[Stored data entries]
'''

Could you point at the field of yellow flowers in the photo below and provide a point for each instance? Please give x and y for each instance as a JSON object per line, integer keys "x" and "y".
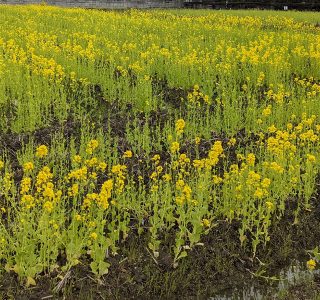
{"x": 153, "y": 126}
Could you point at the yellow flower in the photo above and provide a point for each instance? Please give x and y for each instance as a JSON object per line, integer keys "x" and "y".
{"x": 251, "y": 159}
{"x": 48, "y": 206}
{"x": 311, "y": 158}
{"x": 269, "y": 205}
{"x": 259, "y": 193}
{"x": 93, "y": 235}
{"x": 272, "y": 129}
{"x": 92, "y": 145}
{"x": 127, "y": 154}
{"x": 206, "y": 223}
{"x": 167, "y": 177}
{"x": 28, "y": 166}
{"x": 77, "y": 159}
{"x": 102, "y": 166}
{"x": 156, "y": 157}
{"x": 311, "y": 264}
{"x": 78, "y": 217}
{"x": 175, "y": 147}
{"x": 216, "y": 179}
{"x": 180, "y": 124}
{"x": 232, "y": 142}
{"x": 265, "y": 183}
{"x": 267, "y": 111}
{"x": 42, "y": 151}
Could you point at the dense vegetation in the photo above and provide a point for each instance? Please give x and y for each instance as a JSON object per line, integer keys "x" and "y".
{"x": 161, "y": 127}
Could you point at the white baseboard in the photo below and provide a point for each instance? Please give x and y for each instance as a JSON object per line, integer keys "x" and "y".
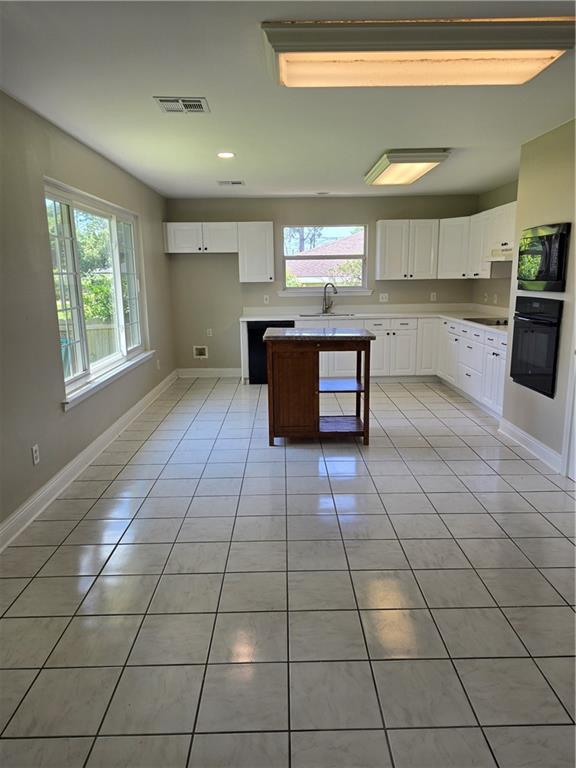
{"x": 540, "y": 451}
{"x": 37, "y": 503}
{"x": 207, "y": 373}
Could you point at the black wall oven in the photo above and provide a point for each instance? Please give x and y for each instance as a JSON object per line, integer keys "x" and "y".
{"x": 542, "y": 256}
{"x": 535, "y": 343}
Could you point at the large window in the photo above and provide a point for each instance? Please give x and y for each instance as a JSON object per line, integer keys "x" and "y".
{"x": 317, "y": 255}
{"x": 95, "y": 273}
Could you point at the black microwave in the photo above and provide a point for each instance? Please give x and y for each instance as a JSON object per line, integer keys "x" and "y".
{"x": 542, "y": 257}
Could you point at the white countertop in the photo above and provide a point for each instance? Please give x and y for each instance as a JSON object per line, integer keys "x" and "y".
{"x": 458, "y": 312}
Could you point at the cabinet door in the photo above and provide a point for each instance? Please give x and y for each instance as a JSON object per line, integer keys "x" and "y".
{"x": 220, "y": 236}
{"x": 478, "y": 264}
{"x": 183, "y": 237}
{"x": 490, "y": 378}
{"x": 295, "y": 387}
{"x": 403, "y": 353}
{"x": 426, "y": 347}
{"x": 453, "y": 247}
{"x": 380, "y": 355}
{"x": 423, "y": 249}
{"x": 392, "y": 238}
{"x": 448, "y": 360}
{"x": 326, "y": 358}
{"x": 343, "y": 363}
{"x": 256, "y": 251}
{"x": 503, "y": 229}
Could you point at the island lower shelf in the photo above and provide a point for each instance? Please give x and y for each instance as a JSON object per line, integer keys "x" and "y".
{"x": 295, "y": 385}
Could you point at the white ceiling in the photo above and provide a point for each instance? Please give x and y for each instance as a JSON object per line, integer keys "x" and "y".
{"x": 93, "y": 68}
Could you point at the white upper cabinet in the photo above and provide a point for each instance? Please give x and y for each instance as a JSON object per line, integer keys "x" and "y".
{"x": 478, "y": 262}
{"x": 183, "y": 237}
{"x": 500, "y": 231}
{"x": 427, "y": 346}
{"x": 220, "y": 236}
{"x": 256, "y": 251}
{"x": 453, "y": 247}
{"x": 423, "y": 249}
{"x": 406, "y": 249}
{"x": 392, "y": 249}
{"x": 201, "y": 237}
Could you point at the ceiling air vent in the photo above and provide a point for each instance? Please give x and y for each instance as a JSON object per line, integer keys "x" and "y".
{"x": 189, "y": 104}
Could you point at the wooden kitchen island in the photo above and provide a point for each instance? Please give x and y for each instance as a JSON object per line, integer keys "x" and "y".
{"x": 295, "y": 386}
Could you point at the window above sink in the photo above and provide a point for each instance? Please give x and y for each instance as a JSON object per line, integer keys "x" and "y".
{"x": 315, "y": 255}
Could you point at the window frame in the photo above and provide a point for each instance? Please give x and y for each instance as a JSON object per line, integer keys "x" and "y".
{"x": 315, "y": 290}
{"x": 93, "y": 374}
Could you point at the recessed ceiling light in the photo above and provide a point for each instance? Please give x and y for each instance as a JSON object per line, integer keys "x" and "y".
{"x": 417, "y": 52}
{"x": 404, "y": 166}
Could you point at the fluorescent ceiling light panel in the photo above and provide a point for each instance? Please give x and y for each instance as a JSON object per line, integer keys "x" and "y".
{"x": 347, "y": 69}
{"x": 440, "y": 52}
{"x": 404, "y": 166}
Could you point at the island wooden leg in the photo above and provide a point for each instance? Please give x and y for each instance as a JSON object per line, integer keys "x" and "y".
{"x": 367, "y": 394}
{"x": 358, "y": 378}
{"x": 270, "y": 377}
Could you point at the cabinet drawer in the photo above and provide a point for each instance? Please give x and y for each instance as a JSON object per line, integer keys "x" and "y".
{"x": 377, "y": 326}
{"x": 477, "y": 335}
{"x": 470, "y": 354}
{"x": 465, "y": 330}
{"x": 451, "y": 326}
{"x": 470, "y": 381}
{"x": 405, "y": 325}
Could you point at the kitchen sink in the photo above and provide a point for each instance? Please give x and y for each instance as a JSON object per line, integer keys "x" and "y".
{"x": 329, "y": 314}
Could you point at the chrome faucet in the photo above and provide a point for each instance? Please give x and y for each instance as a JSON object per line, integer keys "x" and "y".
{"x": 328, "y": 301}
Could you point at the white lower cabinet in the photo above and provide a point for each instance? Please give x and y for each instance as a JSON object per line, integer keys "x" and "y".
{"x": 403, "y": 353}
{"x": 493, "y": 379}
{"x": 448, "y": 354}
{"x": 427, "y": 347}
{"x": 470, "y": 381}
{"x": 474, "y": 361}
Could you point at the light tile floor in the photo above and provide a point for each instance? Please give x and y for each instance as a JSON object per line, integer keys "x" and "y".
{"x": 197, "y": 598}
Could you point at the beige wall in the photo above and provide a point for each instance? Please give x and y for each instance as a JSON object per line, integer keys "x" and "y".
{"x": 205, "y": 288}
{"x": 31, "y": 372}
{"x": 507, "y": 193}
{"x": 546, "y": 196}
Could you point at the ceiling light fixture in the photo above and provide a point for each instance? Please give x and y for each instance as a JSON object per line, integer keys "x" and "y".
{"x": 420, "y": 52}
{"x": 404, "y": 166}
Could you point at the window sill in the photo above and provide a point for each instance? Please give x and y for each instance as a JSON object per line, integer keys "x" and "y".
{"x": 79, "y": 394}
{"x": 285, "y": 292}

'''

Work order — Using the records above, output an exact copy without any pictures.

Solved exercise —
Could you point at the field of yellow flowers in the photo below and provide a point for each instance? Please give x and y for each instance as a JSON object per line, integer keys "x" and "y".
{"x": 153, "y": 126}
Could you point at the yellow flower in the photo above and provide a point for each instance? Please give x and y for each instance as a JSON object per line, integer keys "x" and "y".
{"x": 251, "y": 159}
{"x": 48, "y": 206}
{"x": 311, "y": 158}
{"x": 269, "y": 205}
{"x": 259, "y": 193}
{"x": 93, "y": 235}
{"x": 272, "y": 129}
{"x": 92, "y": 145}
{"x": 127, "y": 154}
{"x": 206, "y": 223}
{"x": 167, "y": 177}
{"x": 28, "y": 166}
{"x": 77, "y": 159}
{"x": 102, "y": 166}
{"x": 156, "y": 157}
{"x": 311, "y": 264}
{"x": 78, "y": 217}
{"x": 175, "y": 147}
{"x": 216, "y": 179}
{"x": 180, "y": 124}
{"x": 232, "y": 142}
{"x": 265, "y": 183}
{"x": 267, "y": 111}
{"x": 42, "y": 151}
Could you point at the dense vegetation in the photo above and provide a point for each instance? Please give x and y for each instance as a JSON object per line, integer keys "x" and "y".
{"x": 161, "y": 127}
Could you point at the white baseboard in the photo below and provide a point for each instance? Please give x and y for each instance as a JSON object per line, integer keys "x" and "y".
{"x": 540, "y": 451}
{"x": 37, "y": 503}
{"x": 207, "y": 373}
Could you point at the black wall oven in the photo above and provide a point for each instance? Please give x and y for each instance as a JSON object per line, integer keys "x" and "y".
{"x": 542, "y": 256}
{"x": 535, "y": 343}
Could you point at the large window in the photo above and provide a point for each instance? Please give x and y for each instance as a JSON object per line, integer keys "x" and "y".
{"x": 317, "y": 255}
{"x": 95, "y": 273}
Could you point at the black microwave in the photo above and provide a point for each instance? Please give x and y for each instance as a JSON object per line, integer keys "x" and "y".
{"x": 542, "y": 257}
Could you point at the white countertop in the photo above and provide a point for each instance? Please give x and y for each instance as a JSON object per line, integer keys "x" and "y".
{"x": 458, "y": 312}
Could you point at the cabinet door in the photo above and provide a point for each instance? Please give x and y for each instance as a JSON object per line, integer keys "x" and "y".
{"x": 220, "y": 236}
{"x": 478, "y": 264}
{"x": 183, "y": 237}
{"x": 490, "y": 378}
{"x": 295, "y": 387}
{"x": 403, "y": 353}
{"x": 426, "y": 347}
{"x": 453, "y": 247}
{"x": 380, "y": 355}
{"x": 423, "y": 249}
{"x": 392, "y": 238}
{"x": 448, "y": 360}
{"x": 326, "y": 358}
{"x": 343, "y": 363}
{"x": 256, "y": 251}
{"x": 503, "y": 229}
Could you point at the island lower shelf in the photo above and provide a point for each instance? Please give x and y for each instance as a JSON object per line, integer keys "x" and "y".
{"x": 295, "y": 385}
Could you point at the white ceiling in the photo above and provide a point for each instance? Please give x and y for each instance as a JSON object per line, integer keys "x" and "y".
{"x": 93, "y": 68}
Could you point at the white upper cabinet in the photo above and provide a point for each instance? Please give x and y for each instance as a JSON object per line, integer keys "x" and "y".
{"x": 478, "y": 262}
{"x": 183, "y": 237}
{"x": 500, "y": 231}
{"x": 427, "y": 346}
{"x": 220, "y": 236}
{"x": 256, "y": 251}
{"x": 453, "y": 247}
{"x": 423, "y": 249}
{"x": 406, "y": 249}
{"x": 392, "y": 249}
{"x": 201, "y": 237}
Could you point at the ceiling air vent in the photo above and provide a point for each instance? Please give x and y for each instance as a JSON object per line, integer keys "x" and "y".
{"x": 189, "y": 104}
Could you point at the wooden kitchen island in the photo above and provide a point for each instance? Please give x and y for each instance as a JSON object per line, integer keys "x" and "y".
{"x": 295, "y": 386}
Could you point at the window above sink in the photo above and provide a point for each instance? Please give x and y for each instance as a JSON object per line, integer keys "x" and "y".
{"x": 315, "y": 255}
Could you point at the window frame in the photo above and provide a point for each instance? Please give x and y for each instance as a JSON object per line, integer keys "x" and "y".
{"x": 315, "y": 290}
{"x": 93, "y": 374}
Could you point at the recessed ceiling light in the photo above and provide a point for each instance? Please give x and y for each instance as a JSON object per line, integer keys "x" and "y".
{"x": 417, "y": 52}
{"x": 404, "y": 166}
Could you point at the fluorescent ceiling light panel in the photo above and provide a point for each instance? Please give x and y for each instance as a JSON object per line, integer keys "x" and "y".
{"x": 347, "y": 69}
{"x": 440, "y": 52}
{"x": 404, "y": 166}
Could you point at the island wooden leg in the photo above and provide a point for each instance? Please give x and y for each instance as a JSON object per line, integer keys "x" and "y".
{"x": 367, "y": 394}
{"x": 358, "y": 378}
{"x": 270, "y": 377}
Could you point at the cabinet drawer in the photo above and provide a point for each instance? Please give x and y for each instance as a JSON object per line, integer keys "x" and "y".
{"x": 377, "y": 326}
{"x": 477, "y": 335}
{"x": 470, "y": 354}
{"x": 465, "y": 330}
{"x": 451, "y": 326}
{"x": 470, "y": 381}
{"x": 405, "y": 325}
Could you point at the kitchen sink in the photo above and provide a point for each instance? Please give x and y for each instance as a JSON object per line, integer keys "x" and "y".
{"x": 329, "y": 314}
Could you point at the chrome faucet in the photo above and provide a point for each instance? Please give x and y for each instance as a JSON object per line, integer keys "x" and "y".
{"x": 328, "y": 301}
Could you point at the white lower cabinet in the photo above and provide a point for each instance? Please give x and y for each instance as a JSON object per line, integer keys "x" and "y".
{"x": 403, "y": 353}
{"x": 493, "y": 379}
{"x": 448, "y": 354}
{"x": 427, "y": 347}
{"x": 470, "y": 381}
{"x": 474, "y": 361}
Could you point at the light tile floor in the photo above and provide a point for each instance? Please give x and y for each instance as a JSON object per line, integer keys "x" and "y".
{"x": 197, "y": 598}
Could you point at the beige wall in the photo above and provide a point for each instance? Please give x and y for each instance as a JSON object per line, integer keys "x" and "y".
{"x": 205, "y": 288}
{"x": 31, "y": 372}
{"x": 507, "y": 193}
{"x": 546, "y": 196}
Could you point at the ceiling light fixture in the photo above and provide a point for each instance? Please give x and y for each instance as a JSON object per line, integer keys "x" and "y".
{"x": 420, "y": 52}
{"x": 404, "y": 166}
Could you point at the window sill in the photo above and provide a point for each instance? Please give x and y for each instance as a JSON object per line, integer keys "x" and "y".
{"x": 79, "y": 394}
{"x": 285, "y": 292}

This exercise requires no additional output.